((

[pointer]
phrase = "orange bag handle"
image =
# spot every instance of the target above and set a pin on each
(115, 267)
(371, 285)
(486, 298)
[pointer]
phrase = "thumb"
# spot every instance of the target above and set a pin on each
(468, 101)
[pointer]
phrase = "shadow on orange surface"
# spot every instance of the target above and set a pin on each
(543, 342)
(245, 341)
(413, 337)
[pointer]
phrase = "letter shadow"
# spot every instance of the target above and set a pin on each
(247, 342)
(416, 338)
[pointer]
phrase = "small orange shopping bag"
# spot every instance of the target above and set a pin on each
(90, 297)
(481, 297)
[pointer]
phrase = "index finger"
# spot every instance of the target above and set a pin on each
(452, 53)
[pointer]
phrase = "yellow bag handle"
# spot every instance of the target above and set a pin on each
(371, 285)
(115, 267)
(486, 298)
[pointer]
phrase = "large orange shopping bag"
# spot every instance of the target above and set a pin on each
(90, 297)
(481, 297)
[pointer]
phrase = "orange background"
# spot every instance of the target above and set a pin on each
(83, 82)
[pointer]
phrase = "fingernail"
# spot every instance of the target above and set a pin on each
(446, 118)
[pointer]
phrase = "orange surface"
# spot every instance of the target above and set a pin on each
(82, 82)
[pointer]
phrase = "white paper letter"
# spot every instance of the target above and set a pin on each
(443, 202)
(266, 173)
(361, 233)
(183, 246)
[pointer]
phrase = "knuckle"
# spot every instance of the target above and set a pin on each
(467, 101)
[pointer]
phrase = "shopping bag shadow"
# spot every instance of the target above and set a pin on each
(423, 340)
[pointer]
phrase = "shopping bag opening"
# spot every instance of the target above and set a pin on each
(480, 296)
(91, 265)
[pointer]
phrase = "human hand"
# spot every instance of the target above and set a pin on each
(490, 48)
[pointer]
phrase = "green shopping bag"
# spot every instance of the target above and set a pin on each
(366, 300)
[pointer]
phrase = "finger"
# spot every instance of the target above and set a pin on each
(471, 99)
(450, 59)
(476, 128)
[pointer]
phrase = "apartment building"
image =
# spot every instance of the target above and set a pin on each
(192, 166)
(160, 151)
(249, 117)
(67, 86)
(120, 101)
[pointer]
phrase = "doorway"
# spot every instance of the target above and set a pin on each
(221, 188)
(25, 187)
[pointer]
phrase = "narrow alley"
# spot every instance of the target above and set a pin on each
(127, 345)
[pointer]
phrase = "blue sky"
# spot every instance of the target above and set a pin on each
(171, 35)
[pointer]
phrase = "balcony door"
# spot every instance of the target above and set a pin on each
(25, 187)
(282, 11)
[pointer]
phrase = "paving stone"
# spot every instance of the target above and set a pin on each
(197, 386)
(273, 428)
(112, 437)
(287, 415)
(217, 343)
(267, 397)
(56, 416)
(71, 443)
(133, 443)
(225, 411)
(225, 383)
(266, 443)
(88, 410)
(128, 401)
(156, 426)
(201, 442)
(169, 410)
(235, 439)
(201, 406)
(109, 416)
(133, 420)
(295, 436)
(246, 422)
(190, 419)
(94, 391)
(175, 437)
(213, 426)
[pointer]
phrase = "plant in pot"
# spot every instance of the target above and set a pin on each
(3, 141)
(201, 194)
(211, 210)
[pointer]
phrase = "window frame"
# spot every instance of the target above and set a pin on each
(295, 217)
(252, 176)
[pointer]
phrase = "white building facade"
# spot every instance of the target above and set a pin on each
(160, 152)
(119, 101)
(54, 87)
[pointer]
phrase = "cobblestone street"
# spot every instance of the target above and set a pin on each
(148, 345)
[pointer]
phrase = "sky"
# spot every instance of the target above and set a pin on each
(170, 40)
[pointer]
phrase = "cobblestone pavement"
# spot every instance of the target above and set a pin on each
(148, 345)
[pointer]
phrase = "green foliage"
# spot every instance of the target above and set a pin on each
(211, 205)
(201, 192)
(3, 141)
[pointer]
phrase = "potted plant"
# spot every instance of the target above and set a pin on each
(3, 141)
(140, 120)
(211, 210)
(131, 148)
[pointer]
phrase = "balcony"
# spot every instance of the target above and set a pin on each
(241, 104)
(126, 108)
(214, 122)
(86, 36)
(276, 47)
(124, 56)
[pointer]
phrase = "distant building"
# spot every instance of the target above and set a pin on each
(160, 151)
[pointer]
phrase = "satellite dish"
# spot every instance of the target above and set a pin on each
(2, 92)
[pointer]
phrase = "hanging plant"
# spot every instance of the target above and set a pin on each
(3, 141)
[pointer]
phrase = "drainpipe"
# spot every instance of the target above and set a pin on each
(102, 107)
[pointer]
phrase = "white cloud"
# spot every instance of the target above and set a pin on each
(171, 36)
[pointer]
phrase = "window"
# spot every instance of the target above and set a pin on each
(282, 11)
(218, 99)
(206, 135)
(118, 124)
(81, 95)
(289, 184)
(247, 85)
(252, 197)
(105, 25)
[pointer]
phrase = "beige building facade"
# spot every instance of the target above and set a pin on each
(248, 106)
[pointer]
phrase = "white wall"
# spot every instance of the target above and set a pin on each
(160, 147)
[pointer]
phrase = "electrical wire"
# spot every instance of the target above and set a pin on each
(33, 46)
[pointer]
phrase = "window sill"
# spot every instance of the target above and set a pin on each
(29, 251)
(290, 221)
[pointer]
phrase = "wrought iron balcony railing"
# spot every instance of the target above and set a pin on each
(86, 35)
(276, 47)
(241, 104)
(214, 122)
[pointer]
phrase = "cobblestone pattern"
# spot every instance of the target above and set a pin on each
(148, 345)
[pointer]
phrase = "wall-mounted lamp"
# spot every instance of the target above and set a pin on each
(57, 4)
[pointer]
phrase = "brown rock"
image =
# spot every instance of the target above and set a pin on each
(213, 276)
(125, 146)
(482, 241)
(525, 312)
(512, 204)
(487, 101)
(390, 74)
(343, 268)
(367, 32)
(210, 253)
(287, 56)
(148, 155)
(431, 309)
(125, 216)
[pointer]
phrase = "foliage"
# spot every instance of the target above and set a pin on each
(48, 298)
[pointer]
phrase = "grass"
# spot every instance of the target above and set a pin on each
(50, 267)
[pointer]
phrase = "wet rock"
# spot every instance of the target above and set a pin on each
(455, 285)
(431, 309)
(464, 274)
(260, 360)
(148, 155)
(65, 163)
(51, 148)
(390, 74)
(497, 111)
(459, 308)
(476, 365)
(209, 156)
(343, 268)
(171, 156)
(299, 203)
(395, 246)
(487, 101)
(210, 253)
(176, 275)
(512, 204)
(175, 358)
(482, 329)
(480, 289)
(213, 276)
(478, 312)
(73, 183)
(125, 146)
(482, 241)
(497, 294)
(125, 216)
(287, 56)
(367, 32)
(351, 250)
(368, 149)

))

Restate each record word for word.

[pointer]
phrase = "orange bag handle"
image =
# spot every instance of the target above and set a pin on each
(115, 267)
(371, 285)
(486, 298)
[pointer]
phrase = "thumb"
# spot every instance of the target above and set a pin on each
(468, 101)
[pointer]
phrase = "shadow on orange surface"
# spot every instance of the target above and set a pin on each
(543, 342)
(245, 341)
(413, 337)
[pointer]
phrase = "letter shadow"
# spot every instance of the target above and set a pin on each
(247, 342)
(416, 338)
[pointer]
phrase = "small orange shopping bag"
# spot every instance of the target above and set a pin on each
(90, 297)
(481, 297)
[pointer]
phrase = "index finger"
# spot every instance of the target above and set a pin on each
(452, 53)
[pointer]
phrase = "yellow bag handle"
# spot every instance of the target above and set a pin on each
(371, 285)
(115, 267)
(486, 298)
[pointer]
phrase = "large orange shopping bag"
# spot every instance of the target above and set a pin on each
(90, 297)
(481, 297)
[pointer]
phrase = "orange background"
# spot every instance of the target above and set a pin on each
(83, 82)
[pointer]
phrase = "fingernail"
# spot every instance of the target above and set a pin on each
(446, 118)
[pointer]
phrase = "orange surface"
# spot every instance of the target above and set a pin on each
(82, 82)
[pointer]
phrase = "white paper letter"
# spot every instance of the target above and set a pin on each
(443, 202)
(266, 173)
(361, 233)
(183, 246)
[pointer]
phrase = "knuckle"
# spot every instance of the target above and set a pin on each
(467, 101)
[pointer]
phrase = "shopping bag shadow"
# spot every instance of the target above and set a pin on each
(423, 340)
[pointer]
phrase = "shopping bag opening"
# spot every instance of the target above and set a pin on each
(480, 296)
(91, 265)
[pointer]
phrase = "human hand"
# spot every instance of the target above and set a pin on each
(490, 48)
[pointer]
phrase = "green shopping bag"
# spot every instance of the target above and set a pin on each
(366, 300)
[pointer]
phrase = "finger"
# spot every instance of the target above and set a pin on each
(471, 99)
(450, 59)
(476, 128)
[pointer]
phrase = "apartment building"
image =
# spot every instance of the target above and set a pin on each
(192, 166)
(160, 151)
(249, 117)
(67, 86)
(120, 101)
[pointer]
phrase = "doorway"
# spot every instance of the target above and set a pin on each
(221, 188)
(25, 187)
[pointer]
phrase = "narrow alley"
# spot every instance of the target above and set a pin on each
(127, 345)
[pointer]
phrase = "blue sky"
# spot every instance of the target above and set a pin on each
(171, 35)
[pointer]
phrase = "balcony door"
# spot every instance of the target above and set a pin on each
(25, 187)
(282, 11)
[pointer]
phrase = "paving stone"
# spot every instance of the target above and set a pin on each
(197, 386)
(273, 428)
(112, 437)
(287, 415)
(217, 343)
(267, 397)
(56, 416)
(71, 443)
(133, 443)
(225, 411)
(225, 383)
(266, 443)
(88, 410)
(128, 401)
(156, 426)
(201, 442)
(169, 410)
(235, 439)
(201, 406)
(109, 416)
(133, 420)
(295, 436)
(246, 422)
(190, 419)
(94, 391)
(175, 437)
(213, 426)
[pointer]
phrase = "plant in pot"
# spot every instance of the target above and set a pin on each
(3, 141)
(201, 194)
(211, 210)
[pointer]
phrase = "window frame"
# spot every instance of the target above and set a pin on each
(295, 217)
(252, 176)
[pointer]
phrase = "white building facade"
# spot every instance of the target above and set a pin on each
(160, 152)
(119, 101)
(54, 87)
[pointer]
phrase = "cobblestone street"
# spot every instance of the target above and set a pin on each
(148, 345)
[pointer]
phrase = "sky"
# spot every instance of the target above and set a pin on each
(170, 40)
[pointer]
phrase = "cobblestone pavement"
# spot every instance of the target above and set a pin on each
(148, 345)
[pointer]
phrase = "green foliage"
# spot every instance of the target above and set a pin on each
(211, 205)
(201, 192)
(3, 141)
[pointer]
phrase = "potted plant"
# spot every instance of the target above and set a pin on each
(3, 141)
(140, 120)
(211, 210)
(131, 148)
[pointer]
phrase = "balcony"
# spot every instance of the target above and set a pin on each
(241, 104)
(126, 108)
(214, 122)
(86, 36)
(276, 47)
(124, 56)
[pointer]
phrase = "distant building"
# spot every instance of the target above and set a pin on each
(160, 151)
[pointer]
phrase = "satellite dish"
# spot every instance of the target above and set a pin on each
(2, 92)
[pointer]
phrase = "hanging plant"
# spot every instance of the target above and set a pin on each
(3, 141)
[pointer]
phrase = "drainpipe"
# spot every instance of the target above and set a pin on each
(102, 107)
[pointer]
phrase = "white cloud"
# spot every instance of the target above and set a pin on each
(171, 36)
[pointer]
phrase = "window"
# spot every instance of the target above and set a pin on each
(282, 11)
(218, 99)
(206, 135)
(118, 124)
(81, 95)
(289, 184)
(247, 85)
(252, 197)
(105, 25)
[pointer]
phrase = "beige building facade"
# spot every instance of the target above and set a pin on each
(248, 106)
[pointer]
phrase = "white wall"
# spot every instance of the target above and set a pin on each
(160, 147)
[pointer]
phrase = "electrical wire"
# spot every instance of the target above and set a pin on each
(33, 46)
[pointer]
phrase = "window sill"
# spot every instance of the target above and set a pin on each
(29, 251)
(290, 221)
[pointer]
phrase = "wrought iron balcony railing"
# spot every instance of the target above and set a pin on each
(86, 35)
(276, 47)
(241, 104)
(214, 122)
[pointer]
phrase = "cobblestone pattern"
# spot every instance of the target above and set a pin on each
(148, 345)
[pointer]
phrase = "wall-mounted lamp"
# spot every instance of the target above and set a pin on each
(57, 4)
[pointer]
phrase = "brown rock"
image =
# spot every instance of the target above and set a pin on each
(213, 276)
(125, 146)
(482, 241)
(525, 312)
(512, 204)
(487, 101)
(390, 74)
(343, 268)
(367, 32)
(210, 253)
(287, 56)
(148, 155)
(431, 309)
(125, 216)
[pointer]
phrase = "foliage"
# spot every instance of the target above and set a pin on each
(48, 298)
[pointer]
phrase = "grass"
# spot every instance of the target above and set a pin on each
(50, 267)
[pointer]
phrase = "wet rock"
# spot every instance of the target above and set a pin on each
(455, 285)
(431, 309)
(464, 274)
(260, 360)
(148, 155)
(65, 163)
(51, 148)
(390, 74)
(497, 111)
(459, 308)
(476, 365)
(209, 156)
(343, 268)
(171, 156)
(299, 203)
(395, 246)
(487, 101)
(210, 253)
(176, 275)
(512, 204)
(175, 358)
(482, 329)
(480, 289)
(213, 276)
(478, 312)
(73, 183)
(125, 146)
(482, 241)
(497, 294)
(125, 216)
(287, 56)
(367, 32)
(351, 250)
(368, 149)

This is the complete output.